- _TEXTO SELECIONADO_:
# # # #
Aos 45 minutos do segundo tempo, ou melhor, no Golden Score de uma luta de judô, Ketleyn Quadros, conquistou a vaga para disputar a medalha de ouro na categoria de 63 kg no judô das Olimpíadas de Paris-2024. Só um mês antes da competição, ela garantiu sua participação.
“Conquistar essa vaga nesse ciclo curto foi muito desafiador, foi muito cansativo, foi muito exaustivo. Mas digo que vale cada esforcinho”, afirma.
Em um ano conturbado, devido ao excesso de competições e ao desastre no Rio Grande do Sul, a atleta está de volta às Olimpíadas 16 anos após realizar um feito histórico. Em Pequim-2008, a judoca conquistou bronze e se tornou a primeira medalhista individual da história do Brasil.
Paris será a terceira Olimpíadas de Ketleyn, que esteve em Tóquio-2020 e terminou em sétimo lugar. Mas, para conseguir a vaga deste ano, ela enfrentou um dos maiores desafios fora dos tatames. A judoca é atleta da Sogipa (Sociedade de Ginástica de Porto Alegre), mora em Porto Alegre e estava lá na tragédia.
# # # #
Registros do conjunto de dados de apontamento
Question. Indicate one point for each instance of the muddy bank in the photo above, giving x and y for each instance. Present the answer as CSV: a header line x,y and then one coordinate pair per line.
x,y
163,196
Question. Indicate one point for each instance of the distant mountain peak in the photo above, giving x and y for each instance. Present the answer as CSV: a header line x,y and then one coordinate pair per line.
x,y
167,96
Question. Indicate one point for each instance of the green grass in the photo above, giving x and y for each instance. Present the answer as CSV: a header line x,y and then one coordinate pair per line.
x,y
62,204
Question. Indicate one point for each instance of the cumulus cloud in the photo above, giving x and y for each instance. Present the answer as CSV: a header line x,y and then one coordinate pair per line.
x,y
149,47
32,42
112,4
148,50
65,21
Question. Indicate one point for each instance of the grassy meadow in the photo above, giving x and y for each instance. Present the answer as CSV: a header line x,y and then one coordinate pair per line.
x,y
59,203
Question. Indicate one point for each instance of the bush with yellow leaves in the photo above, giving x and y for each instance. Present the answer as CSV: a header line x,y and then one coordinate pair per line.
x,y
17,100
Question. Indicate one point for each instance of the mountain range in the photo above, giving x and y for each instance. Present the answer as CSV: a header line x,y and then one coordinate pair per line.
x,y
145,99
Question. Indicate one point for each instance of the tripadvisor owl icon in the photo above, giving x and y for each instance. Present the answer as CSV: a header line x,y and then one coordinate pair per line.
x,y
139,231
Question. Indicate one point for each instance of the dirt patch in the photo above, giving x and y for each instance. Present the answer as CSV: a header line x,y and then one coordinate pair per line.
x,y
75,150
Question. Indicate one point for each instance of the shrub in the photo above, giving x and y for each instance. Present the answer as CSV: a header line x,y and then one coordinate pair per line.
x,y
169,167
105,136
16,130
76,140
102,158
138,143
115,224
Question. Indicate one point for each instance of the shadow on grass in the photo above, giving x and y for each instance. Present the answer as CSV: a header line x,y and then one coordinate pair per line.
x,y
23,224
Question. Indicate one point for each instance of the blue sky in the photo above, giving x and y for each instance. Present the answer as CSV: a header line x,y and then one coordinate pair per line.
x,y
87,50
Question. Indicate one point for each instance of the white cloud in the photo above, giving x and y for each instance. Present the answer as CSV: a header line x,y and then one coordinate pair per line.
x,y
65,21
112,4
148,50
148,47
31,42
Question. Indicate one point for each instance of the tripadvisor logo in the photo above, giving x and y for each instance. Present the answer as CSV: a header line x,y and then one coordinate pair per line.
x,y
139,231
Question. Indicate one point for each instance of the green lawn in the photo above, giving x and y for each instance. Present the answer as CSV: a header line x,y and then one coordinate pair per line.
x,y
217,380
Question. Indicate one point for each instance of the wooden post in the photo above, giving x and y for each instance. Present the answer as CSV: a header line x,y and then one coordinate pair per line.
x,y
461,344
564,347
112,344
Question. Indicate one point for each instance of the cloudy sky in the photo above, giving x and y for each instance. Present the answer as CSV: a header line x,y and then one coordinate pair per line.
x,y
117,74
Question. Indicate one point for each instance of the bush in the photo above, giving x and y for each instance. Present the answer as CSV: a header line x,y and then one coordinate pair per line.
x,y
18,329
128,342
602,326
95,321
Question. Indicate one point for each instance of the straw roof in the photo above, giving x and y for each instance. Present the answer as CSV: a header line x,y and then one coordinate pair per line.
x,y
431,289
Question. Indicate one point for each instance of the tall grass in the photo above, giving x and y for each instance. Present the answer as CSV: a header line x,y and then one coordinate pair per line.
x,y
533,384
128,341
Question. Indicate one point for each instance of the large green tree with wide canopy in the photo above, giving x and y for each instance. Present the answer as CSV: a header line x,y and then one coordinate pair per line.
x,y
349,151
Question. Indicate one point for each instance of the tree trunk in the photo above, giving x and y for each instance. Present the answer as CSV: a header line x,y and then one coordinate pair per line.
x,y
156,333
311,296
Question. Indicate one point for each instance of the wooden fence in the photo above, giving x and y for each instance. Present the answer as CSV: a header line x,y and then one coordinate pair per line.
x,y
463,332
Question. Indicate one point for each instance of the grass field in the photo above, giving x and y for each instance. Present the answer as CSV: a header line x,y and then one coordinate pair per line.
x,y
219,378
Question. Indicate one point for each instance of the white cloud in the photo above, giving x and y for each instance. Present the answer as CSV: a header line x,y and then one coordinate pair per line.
# # # #
- _TAREFA PROPOSTA_:
Segundo o texto selecionado, em que colocação Ketleyn Quadros terminou nas Olimpíadas de Tóquio-2020?

- _RESPOSTA DO EXERCÍCIO_:
Ela terminou em sétimo lugar.